Your answer should be the lines of the listing that contain the word "clicks".

Data supplied —
▼▼▼

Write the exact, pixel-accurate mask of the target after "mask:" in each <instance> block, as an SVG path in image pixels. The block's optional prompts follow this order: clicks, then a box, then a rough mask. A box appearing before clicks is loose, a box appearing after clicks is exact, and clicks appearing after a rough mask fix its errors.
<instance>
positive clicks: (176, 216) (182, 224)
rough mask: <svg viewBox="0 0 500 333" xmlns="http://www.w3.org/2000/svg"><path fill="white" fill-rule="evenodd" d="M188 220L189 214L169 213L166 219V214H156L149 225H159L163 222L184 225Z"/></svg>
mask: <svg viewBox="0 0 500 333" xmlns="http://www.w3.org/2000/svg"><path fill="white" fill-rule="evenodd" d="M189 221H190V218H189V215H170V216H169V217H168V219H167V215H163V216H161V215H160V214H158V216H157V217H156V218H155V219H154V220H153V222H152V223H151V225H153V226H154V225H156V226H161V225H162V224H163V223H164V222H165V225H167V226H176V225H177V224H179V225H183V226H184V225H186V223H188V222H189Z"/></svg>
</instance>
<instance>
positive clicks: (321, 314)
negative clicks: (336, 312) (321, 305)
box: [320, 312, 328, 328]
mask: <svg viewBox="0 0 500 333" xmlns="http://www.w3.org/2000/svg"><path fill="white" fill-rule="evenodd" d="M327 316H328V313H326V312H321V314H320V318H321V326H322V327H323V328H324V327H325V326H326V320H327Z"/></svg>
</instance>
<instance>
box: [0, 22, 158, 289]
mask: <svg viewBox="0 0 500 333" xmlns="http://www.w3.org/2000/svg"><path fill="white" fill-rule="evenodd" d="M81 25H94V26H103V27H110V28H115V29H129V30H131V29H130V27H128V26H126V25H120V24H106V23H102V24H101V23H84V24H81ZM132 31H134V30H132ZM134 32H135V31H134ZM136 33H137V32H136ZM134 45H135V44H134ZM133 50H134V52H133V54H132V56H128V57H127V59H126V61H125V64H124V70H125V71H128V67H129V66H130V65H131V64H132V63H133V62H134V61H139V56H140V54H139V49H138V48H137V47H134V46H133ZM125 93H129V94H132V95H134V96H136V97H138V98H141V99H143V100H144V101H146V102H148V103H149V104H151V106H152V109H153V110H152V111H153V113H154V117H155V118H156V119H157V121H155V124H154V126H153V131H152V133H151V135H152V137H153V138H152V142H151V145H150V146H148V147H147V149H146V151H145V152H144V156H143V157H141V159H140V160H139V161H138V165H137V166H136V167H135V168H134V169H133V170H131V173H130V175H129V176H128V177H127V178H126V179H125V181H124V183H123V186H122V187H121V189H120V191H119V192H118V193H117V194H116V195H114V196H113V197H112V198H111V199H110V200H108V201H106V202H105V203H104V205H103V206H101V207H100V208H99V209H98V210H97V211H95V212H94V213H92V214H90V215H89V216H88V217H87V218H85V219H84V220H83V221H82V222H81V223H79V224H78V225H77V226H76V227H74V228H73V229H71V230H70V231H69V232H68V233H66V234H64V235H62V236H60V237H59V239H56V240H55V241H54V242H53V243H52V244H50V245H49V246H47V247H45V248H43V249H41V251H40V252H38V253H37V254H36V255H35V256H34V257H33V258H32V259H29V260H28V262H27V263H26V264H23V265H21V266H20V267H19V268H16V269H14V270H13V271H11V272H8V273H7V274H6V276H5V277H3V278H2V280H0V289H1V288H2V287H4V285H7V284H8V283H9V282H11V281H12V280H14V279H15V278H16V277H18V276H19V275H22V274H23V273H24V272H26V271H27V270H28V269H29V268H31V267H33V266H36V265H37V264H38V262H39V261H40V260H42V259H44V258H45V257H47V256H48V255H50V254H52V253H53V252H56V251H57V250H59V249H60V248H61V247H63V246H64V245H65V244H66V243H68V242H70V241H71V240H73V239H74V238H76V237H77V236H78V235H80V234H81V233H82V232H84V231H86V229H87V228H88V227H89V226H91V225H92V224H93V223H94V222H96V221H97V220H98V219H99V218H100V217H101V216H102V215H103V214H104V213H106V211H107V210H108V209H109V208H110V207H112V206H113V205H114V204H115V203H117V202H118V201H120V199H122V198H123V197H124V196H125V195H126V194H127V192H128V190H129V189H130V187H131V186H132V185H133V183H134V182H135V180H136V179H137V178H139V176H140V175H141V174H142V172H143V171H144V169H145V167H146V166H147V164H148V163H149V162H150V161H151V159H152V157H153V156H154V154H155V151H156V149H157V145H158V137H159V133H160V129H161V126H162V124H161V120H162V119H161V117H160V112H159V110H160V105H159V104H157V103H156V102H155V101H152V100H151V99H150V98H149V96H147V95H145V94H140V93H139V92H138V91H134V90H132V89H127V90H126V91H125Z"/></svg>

▲▲▲

Response for this exercise —
Write the exact, pixel-accurate mask of the target after "mask:" in each <instance> block, as an SVG path in image pixels. The block's optional prompts follow this order: clicks, then a box, then a rough mask. A box appearing before clicks is loose, a box appearing after clicks is exact, and clicks appearing after a rough mask fix its errors.
positive clicks: (176, 216) (182, 224)
positive clicks: (321, 314)
negative clicks: (336, 312) (321, 305)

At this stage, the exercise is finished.